>> start
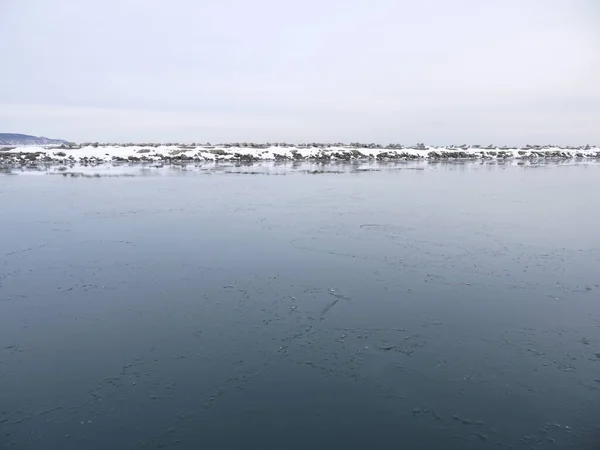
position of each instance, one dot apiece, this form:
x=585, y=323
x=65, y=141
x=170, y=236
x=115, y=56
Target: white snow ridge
x=101, y=153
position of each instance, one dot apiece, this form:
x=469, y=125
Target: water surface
x=339, y=307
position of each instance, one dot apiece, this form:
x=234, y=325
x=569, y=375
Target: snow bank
x=173, y=153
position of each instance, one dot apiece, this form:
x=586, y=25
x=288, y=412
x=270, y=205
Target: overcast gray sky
x=434, y=71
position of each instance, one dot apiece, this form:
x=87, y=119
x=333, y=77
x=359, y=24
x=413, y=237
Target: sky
x=441, y=72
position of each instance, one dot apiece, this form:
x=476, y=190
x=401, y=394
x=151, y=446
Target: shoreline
x=181, y=154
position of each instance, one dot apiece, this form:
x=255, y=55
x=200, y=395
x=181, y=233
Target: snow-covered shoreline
x=100, y=154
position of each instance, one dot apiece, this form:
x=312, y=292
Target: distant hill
x=25, y=139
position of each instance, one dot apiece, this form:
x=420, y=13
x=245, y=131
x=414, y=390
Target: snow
x=223, y=153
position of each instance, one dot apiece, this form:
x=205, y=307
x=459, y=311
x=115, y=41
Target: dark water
x=455, y=306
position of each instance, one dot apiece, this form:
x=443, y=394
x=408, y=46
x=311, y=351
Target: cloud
x=433, y=71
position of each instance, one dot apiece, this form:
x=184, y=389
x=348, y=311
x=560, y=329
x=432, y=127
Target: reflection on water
x=413, y=305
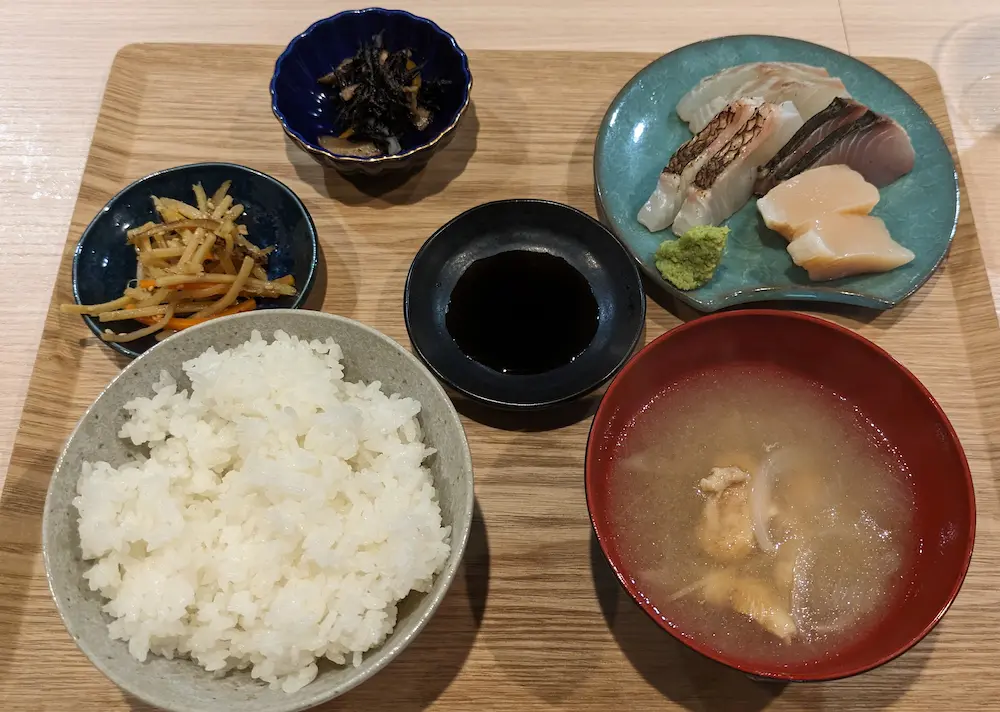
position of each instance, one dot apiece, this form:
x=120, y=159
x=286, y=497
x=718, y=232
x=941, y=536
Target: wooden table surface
x=55, y=56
>> end
- _REQUIRED WORK_:
Reproduce word for word everything from the beginning of the rows down through the line containing "x=413, y=305", and leave the pictures out of your copy.

- _WRITTEN SOLUTION_:
position of each instance, one dot apiece, this form:
x=585, y=323
x=65, y=141
x=170, y=236
x=115, y=56
Target: white snow ridge
x=101, y=153
position of each instance, one dot apiece, this form:
x=469, y=125
Target: water surface
x=339, y=307
position of each instance, one dot apiece, this form:
x=234, y=325
x=569, y=375
Target: snow bank
x=173, y=153
position of each instance, one dot apiece, this form:
x=586, y=25
x=288, y=412
x=270, y=205
Target: overcast gray sky
x=434, y=71
position of each instance, one dot apiece, this form:
x=87, y=119
x=333, y=77
x=359, y=24
x=413, y=237
Target: sky
x=441, y=72
position of each instance, one dot apiece, this form:
x=476, y=190
x=401, y=394
x=151, y=446
Target: shoreline
x=181, y=154
position of each instance, one dot apiece, this form:
x=255, y=55
x=200, y=395
x=181, y=233
Target: snow-covered shoreline
x=100, y=154
position of each instance, one dot apiece, this form:
x=312, y=292
Target: distant hill
x=25, y=139
position of each instance, one dot apiece, this form:
x=420, y=13
x=245, y=131
x=414, y=390
Target: snow
x=223, y=153
position of each instance, one dot apiece, this form:
x=205, y=307
x=459, y=311
x=115, y=41
Target: dark water
x=455, y=306
position of each instance, one dot apiece, this form:
x=443, y=394
x=408, y=46
x=311, y=351
Target: cloud
x=433, y=71
position of each instance, one dot apiece, this form:
x=184, y=389
x=348, y=311
x=560, y=329
x=432, y=127
Target: reflection on water
x=413, y=305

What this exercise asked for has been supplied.